# Dataset extract:
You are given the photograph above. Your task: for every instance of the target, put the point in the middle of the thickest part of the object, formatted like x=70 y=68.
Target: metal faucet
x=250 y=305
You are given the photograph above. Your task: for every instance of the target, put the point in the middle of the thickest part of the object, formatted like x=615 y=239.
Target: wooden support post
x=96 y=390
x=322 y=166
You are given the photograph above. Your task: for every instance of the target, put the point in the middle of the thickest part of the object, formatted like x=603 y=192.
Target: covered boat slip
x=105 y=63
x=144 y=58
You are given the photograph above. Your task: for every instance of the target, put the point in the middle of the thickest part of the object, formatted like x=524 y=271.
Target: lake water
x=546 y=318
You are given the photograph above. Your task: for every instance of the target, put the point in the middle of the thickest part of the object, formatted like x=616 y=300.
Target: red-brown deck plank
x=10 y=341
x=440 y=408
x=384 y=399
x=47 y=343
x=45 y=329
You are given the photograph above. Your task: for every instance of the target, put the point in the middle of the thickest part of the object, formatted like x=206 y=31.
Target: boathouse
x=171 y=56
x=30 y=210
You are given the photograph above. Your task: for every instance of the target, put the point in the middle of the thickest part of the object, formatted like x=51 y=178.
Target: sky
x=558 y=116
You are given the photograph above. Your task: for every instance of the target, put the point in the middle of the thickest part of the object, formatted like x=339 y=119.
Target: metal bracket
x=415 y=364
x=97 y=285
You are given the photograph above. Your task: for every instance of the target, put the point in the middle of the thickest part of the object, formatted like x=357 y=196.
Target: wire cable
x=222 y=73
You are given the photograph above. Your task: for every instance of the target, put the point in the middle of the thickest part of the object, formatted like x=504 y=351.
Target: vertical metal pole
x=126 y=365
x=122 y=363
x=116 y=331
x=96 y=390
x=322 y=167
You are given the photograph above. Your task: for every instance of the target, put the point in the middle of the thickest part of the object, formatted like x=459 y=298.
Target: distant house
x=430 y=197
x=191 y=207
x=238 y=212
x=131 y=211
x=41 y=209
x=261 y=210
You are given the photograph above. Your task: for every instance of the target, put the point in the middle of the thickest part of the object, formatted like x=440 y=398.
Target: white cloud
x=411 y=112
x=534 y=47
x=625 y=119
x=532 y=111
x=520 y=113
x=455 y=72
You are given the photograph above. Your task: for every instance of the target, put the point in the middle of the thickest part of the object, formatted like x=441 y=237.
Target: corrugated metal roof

# Required work:
Recast the rows above as a Markdown table with the columns "Number" and "Row text," giving each line its own sequential number and leaving out blank lines.

# Complete response:
| Number | Row text |
|---|---|
| 1 | You are given the photograph above. Your task: for every instance of the target, put the point in the middle of the thickest part of the object, formatted like x=70 y=68. |
| 2 | Target: metal faucet |
| 3 | x=250 y=305 |
| 4 | You are given the photograph above. Your task: for every instance of the target, put the point in the middle of the thickest part of the object, formatted like x=615 y=239. |
| 5 | Target: wooden support post |
| 6 | x=96 y=390 |
| 7 | x=322 y=166 |
| 8 | You are given the photograph above. Your task: for every instance of the target, put the point in the middle of the thickest part of the object, formatted like x=603 y=192. |
| 9 | Target: covered boat slip |
| 10 | x=105 y=63 |
| 11 | x=144 y=58 |
| 12 | You are given the photograph above. Your task: for every instance of the target, put the point in the middle of the thickest part of the object, formatted like x=524 y=271. |
| 13 | Target: lake water |
| 14 | x=546 y=318 |
| 15 | You are given the photograph above. Your task: for every instance of the target, put the point in the middle of the thickest part of the object, formatted like x=616 y=300. |
| 16 | Target: red-brown deck plank |
| 17 | x=10 y=341 |
| 18 | x=440 y=408 |
| 19 | x=384 y=399 |
| 20 | x=47 y=343 |
| 21 | x=45 y=329 |
| 22 | You are given the photograph above. Your task: for every instance of the target, put the point in the middle of the thickest part of the object, formatted like x=206 y=31. |
| 23 | Target: boathouse |
| 24 | x=171 y=56 |
| 25 | x=30 y=210 |
| 26 | You are given the photograph above. Your task: for every instance of the target, put the point in the middle of the thickest part of the object, formatted like x=51 y=178. |
| 27 | Target: sky |
| 28 | x=558 y=116 |
| 29 | You are given the photograph above. Your task: for every instance of the target, put the point in the middle of the thickest part of the object, formatted like x=339 y=119. |
| 30 | Target: metal bracket |
| 31 | x=415 y=364 |
| 32 | x=97 y=285 |
| 33 | You are given the photograph above. Your task: for every instance of the target, put the point in the middle of the thickest part of the object, formatted like x=357 y=196. |
| 34 | Target: wire cable |
| 35 | x=222 y=73 |
| 36 | You are given the photograph above. Your task: for every instance of the target, put the point in the middle of the thickest part of the object, formatted like x=504 y=351. |
| 37 | Target: vertical metal pole |
| 38 | x=126 y=365 |
| 39 | x=122 y=363 |
| 40 | x=116 y=331 |
| 41 | x=96 y=390 |
| 42 | x=322 y=167 |
| 43 | You are given the photograph above. Your task: for every instance of the target, put the point in the middle of the thickest part of the object, formatted like x=459 y=298. |
| 44 | Target: distant house |
| 45 | x=430 y=197 |
| 46 | x=191 y=207 |
| 47 | x=238 y=212 |
| 48 | x=131 y=211 |
| 49 | x=41 y=209 |
| 50 | x=261 y=210 |
| 51 | You are given the photograph above. Your task: for every instance of the target, put the point in the middle of the thickest part of the object, formatted like x=440 y=398. |
| 52 | Target: white cloud |
| 53 | x=411 y=112 |
| 54 | x=534 y=47 |
| 55 | x=625 y=119 |
| 56 | x=532 y=111 |
| 57 | x=520 y=113 |
| 58 | x=455 y=72 |
| 59 | You are given the photograph above. Your task: for every instance of the target, put the point in the middle of the thickest part of the object, formatted like x=441 y=237. |
| 60 | Target: corrugated metal roof |